> Exercise prompt: Quote precisely the final stretch of the listing: start at the line containing "Exercise. Point out the orange" and stop after the last line.
(Input for this task Opens)
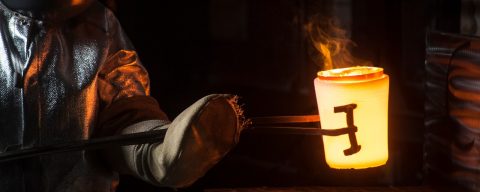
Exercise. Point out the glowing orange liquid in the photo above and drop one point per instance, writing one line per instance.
(368, 88)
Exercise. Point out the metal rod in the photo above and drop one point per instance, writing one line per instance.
(285, 119)
(90, 144)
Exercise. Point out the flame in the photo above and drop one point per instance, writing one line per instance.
(331, 43)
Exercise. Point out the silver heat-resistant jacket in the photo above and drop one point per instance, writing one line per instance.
(55, 79)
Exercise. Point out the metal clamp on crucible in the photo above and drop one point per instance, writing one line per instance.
(353, 110)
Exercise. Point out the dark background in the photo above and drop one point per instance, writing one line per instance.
(258, 50)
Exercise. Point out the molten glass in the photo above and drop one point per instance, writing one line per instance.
(367, 87)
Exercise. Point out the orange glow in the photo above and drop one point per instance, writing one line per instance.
(367, 87)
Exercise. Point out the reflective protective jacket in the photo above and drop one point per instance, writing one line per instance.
(56, 80)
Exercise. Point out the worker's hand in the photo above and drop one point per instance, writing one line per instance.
(196, 140)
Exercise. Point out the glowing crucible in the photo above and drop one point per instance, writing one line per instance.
(353, 106)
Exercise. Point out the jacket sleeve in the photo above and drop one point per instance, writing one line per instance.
(123, 85)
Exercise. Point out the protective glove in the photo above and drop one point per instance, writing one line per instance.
(Input for this task Closes)
> Response to this exercise:
Exercise. Point out the orange glow in the photo above and drop one point per instance, writing one line per instance.
(367, 87)
Exercise. Point out the reflective protective jacket in the photo above and drop one point per instance, writing one line per instance.
(56, 80)
Exercise. Point out the worker's hand in the photo above and drop one point per instance, writing one line per instance.
(196, 140)
Exercise. Point out the glowing crucible in the photo above and drop one point per instance, writing one line per instance.
(353, 106)
Exercise. Point out the jacket sleeve in the photo above and drop one point per instance, writing one line per instance.
(123, 85)
Exercise. Point out the protective glove in the photo above and drop one point per instance, writing one line per instance.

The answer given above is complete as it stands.